*Goal of the exercise*
Copy out exactly each line from the line with "For the audit set, annotate each instance of the white house" through the last line of the material below.

** start Records for the exercise **

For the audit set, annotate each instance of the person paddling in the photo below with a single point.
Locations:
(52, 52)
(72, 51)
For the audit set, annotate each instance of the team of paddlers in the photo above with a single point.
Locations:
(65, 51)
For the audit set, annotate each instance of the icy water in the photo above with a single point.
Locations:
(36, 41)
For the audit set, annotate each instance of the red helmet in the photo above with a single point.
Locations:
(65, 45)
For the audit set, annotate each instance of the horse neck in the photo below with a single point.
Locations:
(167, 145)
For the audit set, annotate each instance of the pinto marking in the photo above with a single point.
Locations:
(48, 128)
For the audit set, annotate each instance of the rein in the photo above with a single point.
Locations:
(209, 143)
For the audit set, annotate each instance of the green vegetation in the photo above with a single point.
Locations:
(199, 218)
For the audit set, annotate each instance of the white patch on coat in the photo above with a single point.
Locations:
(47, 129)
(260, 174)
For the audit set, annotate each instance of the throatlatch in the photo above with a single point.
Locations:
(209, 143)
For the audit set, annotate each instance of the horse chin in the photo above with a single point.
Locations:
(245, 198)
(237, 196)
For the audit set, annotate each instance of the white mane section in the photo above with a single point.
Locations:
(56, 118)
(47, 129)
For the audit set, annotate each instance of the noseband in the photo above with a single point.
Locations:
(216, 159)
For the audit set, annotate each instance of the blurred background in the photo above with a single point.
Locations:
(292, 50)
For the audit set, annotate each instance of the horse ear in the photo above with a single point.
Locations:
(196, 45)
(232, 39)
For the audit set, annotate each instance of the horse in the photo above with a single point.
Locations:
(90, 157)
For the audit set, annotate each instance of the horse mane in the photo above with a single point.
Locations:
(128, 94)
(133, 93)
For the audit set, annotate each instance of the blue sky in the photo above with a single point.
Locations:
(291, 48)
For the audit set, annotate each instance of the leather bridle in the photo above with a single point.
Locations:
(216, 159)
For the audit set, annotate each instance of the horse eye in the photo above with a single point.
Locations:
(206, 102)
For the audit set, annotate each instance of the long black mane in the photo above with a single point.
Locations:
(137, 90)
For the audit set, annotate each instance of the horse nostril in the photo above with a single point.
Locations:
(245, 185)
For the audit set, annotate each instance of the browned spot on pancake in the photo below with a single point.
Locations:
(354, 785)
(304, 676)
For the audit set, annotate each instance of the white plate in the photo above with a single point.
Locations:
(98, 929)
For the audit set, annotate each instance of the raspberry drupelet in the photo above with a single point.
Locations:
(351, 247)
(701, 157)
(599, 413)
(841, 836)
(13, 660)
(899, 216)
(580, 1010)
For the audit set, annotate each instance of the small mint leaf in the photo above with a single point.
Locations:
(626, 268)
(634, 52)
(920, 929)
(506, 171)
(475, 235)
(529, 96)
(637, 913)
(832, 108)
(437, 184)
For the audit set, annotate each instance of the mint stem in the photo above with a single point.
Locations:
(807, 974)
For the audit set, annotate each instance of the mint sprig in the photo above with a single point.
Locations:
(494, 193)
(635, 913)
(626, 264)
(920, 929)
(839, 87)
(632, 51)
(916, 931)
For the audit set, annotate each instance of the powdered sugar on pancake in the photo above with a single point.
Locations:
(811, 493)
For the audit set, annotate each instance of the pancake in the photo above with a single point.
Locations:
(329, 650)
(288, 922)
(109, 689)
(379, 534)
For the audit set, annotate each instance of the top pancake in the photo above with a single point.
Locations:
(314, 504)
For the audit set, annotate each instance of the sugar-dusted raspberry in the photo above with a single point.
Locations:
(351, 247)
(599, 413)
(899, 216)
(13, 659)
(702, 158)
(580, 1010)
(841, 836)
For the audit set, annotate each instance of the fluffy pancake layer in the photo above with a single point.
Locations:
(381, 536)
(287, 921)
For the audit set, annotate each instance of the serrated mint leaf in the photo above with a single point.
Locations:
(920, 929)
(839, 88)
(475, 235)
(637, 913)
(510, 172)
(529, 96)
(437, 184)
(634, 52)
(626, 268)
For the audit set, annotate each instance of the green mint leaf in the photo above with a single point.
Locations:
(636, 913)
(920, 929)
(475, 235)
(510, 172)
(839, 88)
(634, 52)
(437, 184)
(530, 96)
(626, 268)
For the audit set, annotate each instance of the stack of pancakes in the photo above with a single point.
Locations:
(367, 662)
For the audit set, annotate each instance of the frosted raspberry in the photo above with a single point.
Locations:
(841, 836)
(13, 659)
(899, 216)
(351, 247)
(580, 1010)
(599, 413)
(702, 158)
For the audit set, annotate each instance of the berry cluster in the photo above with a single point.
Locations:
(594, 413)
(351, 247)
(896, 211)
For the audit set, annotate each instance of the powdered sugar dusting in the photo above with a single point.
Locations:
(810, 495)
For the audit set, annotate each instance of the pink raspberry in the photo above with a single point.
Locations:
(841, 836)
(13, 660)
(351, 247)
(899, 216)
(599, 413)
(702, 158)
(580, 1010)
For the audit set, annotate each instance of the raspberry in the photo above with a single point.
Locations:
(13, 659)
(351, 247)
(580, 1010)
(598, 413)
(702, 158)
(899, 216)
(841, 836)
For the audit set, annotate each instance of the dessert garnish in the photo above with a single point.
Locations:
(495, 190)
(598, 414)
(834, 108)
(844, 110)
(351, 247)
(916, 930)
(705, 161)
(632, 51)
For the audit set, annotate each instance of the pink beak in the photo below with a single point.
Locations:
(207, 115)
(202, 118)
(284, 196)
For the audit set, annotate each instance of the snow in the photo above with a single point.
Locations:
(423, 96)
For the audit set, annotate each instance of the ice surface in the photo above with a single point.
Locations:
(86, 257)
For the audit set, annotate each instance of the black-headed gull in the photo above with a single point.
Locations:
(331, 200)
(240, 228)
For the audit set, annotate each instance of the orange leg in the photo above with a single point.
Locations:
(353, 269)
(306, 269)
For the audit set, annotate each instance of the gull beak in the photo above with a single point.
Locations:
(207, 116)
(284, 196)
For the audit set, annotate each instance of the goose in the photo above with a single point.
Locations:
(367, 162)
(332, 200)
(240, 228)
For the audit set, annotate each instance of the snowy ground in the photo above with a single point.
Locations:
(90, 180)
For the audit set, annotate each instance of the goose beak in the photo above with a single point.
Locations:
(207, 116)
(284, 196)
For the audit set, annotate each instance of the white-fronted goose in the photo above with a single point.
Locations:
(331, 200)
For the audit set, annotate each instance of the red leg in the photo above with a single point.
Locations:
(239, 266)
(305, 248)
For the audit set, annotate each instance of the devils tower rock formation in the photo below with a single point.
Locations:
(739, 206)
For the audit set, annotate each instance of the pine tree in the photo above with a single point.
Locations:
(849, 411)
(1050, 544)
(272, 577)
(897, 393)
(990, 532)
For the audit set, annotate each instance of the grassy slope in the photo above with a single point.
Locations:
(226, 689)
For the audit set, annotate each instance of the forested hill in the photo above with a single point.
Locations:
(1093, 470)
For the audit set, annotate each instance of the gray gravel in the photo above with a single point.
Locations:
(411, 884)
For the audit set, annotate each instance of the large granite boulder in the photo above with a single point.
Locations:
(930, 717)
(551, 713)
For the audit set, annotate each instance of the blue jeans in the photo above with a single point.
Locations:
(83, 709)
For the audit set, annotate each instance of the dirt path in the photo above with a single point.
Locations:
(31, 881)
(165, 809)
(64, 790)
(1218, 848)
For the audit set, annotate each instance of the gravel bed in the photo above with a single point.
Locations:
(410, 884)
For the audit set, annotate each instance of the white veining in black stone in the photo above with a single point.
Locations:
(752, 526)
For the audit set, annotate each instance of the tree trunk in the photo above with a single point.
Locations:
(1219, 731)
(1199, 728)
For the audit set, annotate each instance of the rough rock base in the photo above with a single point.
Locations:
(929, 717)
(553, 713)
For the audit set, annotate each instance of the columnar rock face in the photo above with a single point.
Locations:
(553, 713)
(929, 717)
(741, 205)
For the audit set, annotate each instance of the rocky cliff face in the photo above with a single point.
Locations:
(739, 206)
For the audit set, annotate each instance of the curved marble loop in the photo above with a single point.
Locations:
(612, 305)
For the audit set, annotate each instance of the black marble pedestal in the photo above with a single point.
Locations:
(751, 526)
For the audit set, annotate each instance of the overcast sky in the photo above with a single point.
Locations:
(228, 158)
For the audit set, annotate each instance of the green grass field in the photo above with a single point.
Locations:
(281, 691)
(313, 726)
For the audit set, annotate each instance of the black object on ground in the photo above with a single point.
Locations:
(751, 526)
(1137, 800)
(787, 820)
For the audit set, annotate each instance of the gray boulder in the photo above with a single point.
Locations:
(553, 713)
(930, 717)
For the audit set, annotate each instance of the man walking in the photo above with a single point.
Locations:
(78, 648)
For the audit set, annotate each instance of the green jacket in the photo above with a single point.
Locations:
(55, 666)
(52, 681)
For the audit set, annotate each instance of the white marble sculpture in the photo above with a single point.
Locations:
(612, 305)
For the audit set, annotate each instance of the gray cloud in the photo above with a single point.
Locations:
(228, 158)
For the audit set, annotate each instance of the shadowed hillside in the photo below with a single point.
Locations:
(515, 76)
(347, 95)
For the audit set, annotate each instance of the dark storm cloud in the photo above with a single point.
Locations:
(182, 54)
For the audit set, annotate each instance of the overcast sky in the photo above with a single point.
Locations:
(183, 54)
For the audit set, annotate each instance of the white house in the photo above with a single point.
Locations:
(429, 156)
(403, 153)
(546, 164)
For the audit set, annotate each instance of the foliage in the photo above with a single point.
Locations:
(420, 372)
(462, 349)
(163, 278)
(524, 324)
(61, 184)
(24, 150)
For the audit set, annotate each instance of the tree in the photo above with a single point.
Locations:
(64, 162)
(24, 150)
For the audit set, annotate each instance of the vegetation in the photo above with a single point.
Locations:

** end Records for the exercise **

*Exercise output*
For the audit set, annotate each instance of the white house in the photo above with a single point.
Locations:
(429, 156)
(403, 153)
(546, 164)
For the audit set, annotate each instance of the foliage in the photo above with a single point.
Locations:
(420, 372)
(462, 349)
(163, 278)
(524, 324)
(61, 184)
(24, 150)
For the audit set, annotate each instance of the tree in the photo above with a single point.
Locations:
(64, 162)
(24, 150)
For the audit set, annotate each instance of the vegetation in the photo above with a single point.
Locations:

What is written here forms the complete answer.